[Bounding-box records]
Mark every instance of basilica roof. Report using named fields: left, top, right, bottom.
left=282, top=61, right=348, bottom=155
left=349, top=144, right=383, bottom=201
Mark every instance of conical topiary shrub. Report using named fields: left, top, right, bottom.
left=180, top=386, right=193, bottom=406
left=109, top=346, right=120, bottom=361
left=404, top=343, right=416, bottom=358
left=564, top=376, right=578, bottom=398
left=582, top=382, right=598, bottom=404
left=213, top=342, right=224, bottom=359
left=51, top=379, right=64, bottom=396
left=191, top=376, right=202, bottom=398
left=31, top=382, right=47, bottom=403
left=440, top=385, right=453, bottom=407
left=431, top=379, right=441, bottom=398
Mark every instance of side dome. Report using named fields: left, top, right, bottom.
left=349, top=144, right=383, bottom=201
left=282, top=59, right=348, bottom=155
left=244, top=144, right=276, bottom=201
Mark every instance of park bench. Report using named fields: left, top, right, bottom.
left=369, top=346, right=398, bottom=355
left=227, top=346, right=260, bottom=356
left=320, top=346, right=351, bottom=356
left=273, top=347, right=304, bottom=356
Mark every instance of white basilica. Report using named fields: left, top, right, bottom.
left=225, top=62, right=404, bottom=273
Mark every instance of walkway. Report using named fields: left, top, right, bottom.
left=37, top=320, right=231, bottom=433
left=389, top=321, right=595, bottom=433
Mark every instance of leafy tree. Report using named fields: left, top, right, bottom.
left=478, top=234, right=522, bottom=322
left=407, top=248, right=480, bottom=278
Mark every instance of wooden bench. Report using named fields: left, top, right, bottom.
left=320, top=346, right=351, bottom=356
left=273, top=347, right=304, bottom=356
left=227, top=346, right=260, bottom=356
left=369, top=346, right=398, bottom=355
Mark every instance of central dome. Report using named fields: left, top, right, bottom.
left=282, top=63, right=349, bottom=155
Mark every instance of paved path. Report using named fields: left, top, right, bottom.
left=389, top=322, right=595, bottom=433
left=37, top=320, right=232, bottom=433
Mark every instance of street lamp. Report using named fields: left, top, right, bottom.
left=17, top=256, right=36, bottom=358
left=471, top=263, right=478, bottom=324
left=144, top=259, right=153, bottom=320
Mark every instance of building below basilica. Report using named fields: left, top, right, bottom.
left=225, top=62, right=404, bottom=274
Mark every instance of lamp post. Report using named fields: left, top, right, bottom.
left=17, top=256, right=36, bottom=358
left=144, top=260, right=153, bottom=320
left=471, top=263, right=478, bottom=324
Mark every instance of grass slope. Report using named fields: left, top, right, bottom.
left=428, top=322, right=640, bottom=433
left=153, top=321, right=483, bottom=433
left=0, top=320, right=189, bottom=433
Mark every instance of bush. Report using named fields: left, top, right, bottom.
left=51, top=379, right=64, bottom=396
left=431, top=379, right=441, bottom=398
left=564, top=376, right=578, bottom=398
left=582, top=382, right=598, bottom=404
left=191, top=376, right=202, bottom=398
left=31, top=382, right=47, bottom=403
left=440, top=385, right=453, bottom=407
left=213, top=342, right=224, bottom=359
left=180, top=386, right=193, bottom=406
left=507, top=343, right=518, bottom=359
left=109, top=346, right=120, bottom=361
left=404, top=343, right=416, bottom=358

» **Brief**
Copy out every one of the records above, line for line, without changing a single character.

» **Answer to the problem**
Mark every instance of basilica roof. Report using named fields: left, top, right, bottom.
left=282, top=61, right=348, bottom=155
left=349, top=144, right=383, bottom=201
Mark every instance of conical topiary shrub. Report using named fields: left, top, right, bottom.
left=180, top=386, right=193, bottom=406
left=109, top=346, right=120, bottom=361
left=404, top=343, right=416, bottom=358
left=564, top=376, right=578, bottom=398
left=582, top=382, right=598, bottom=404
left=213, top=342, right=224, bottom=359
left=51, top=379, right=64, bottom=396
left=191, top=376, right=202, bottom=398
left=31, top=382, right=47, bottom=403
left=440, top=385, right=453, bottom=407
left=431, top=379, right=441, bottom=398
Mark every instance of side dome. Report using named fields: left, top, right, bottom.
left=349, top=144, right=383, bottom=201
left=282, top=59, right=348, bottom=155
left=244, top=144, right=276, bottom=201
Mark every instance of park bench. Report using named fields: left, top, right, bottom.
left=369, top=346, right=398, bottom=355
left=227, top=346, right=260, bottom=356
left=320, top=346, right=351, bottom=356
left=273, top=347, right=304, bottom=356
Mark every instance of white basilica. Report using named fields: left, top, right, bottom.
left=225, top=62, right=404, bottom=273
Mark every instance of walkway. Report using named fields: left, top, right, bottom.
left=37, top=320, right=231, bottom=433
left=389, top=321, right=595, bottom=433
Mark every instance of leafy tree. Report using named fields: left, top, right, bottom.
left=478, top=234, right=522, bottom=322
left=407, top=248, right=480, bottom=278
Mark every instance of wooden bench. Report using named fields: left, top, right, bottom.
left=320, top=346, right=351, bottom=356
left=273, top=347, right=304, bottom=356
left=227, top=346, right=260, bottom=356
left=369, top=346, right=398, bottom=355
Mark every instance of central dome. Report using named fields: left, top, right, bottom.
left=282, top=63, right=349, bottom=155
Mark every instance of paved path. Report using named fields: left, top, right, bottom.
left=389, top=322, right=595, bottom=433
left=37, top=320, right=232, bottom=433
Mark every instance of street lamp. Report using named fields: left, top, right, bottom.
left=17, top=256, right=36, bottom=358
left=471, top=263, right=478, bottom=324
left=144, top=259, right=153, bottom=320
Mark every instance of building below basilica. Report using named fields: left, top, right, bottom.
left=225, top=62, right=404, bottom=274
Mark every instance of lamp post. Report using named fields: left, top, right, bottom.
left=17, top=256, right=36, bottom=358
left=144, top=260, right=153, bottom=320
left=471, top=263, right=478, bottom=324
Mark every instance of grass slope. Report using named fields: left, top, right, bottom.
left=428, top=322, right=640, bottom=433
left=153, top=321, right=483, bottom=433
left=0, top=320, right=189, bottom=433
Mark every instance of bush. Report using named fields: left, top, right, bottom.
left=51, top=379, right=64, bottom=396
left=431, top=379, right=441, bottom=398
left=564, top=376, right=578, bottom=398
left=582, top=382, right=598, bottom=404
left=191, top=376, right=202, bottom=398
left=31, top=382, right=47, bottom=403
left=440, top=385, right=453, bottom=407
left=213, top=342, right=224, bottom=359
left=180, top=386, right=193, bottom=406
left=507, top=343, right=518, bottom=359
left=109, top=346, right=120, bottom=361
left=404, top=343, right=416, bottom=358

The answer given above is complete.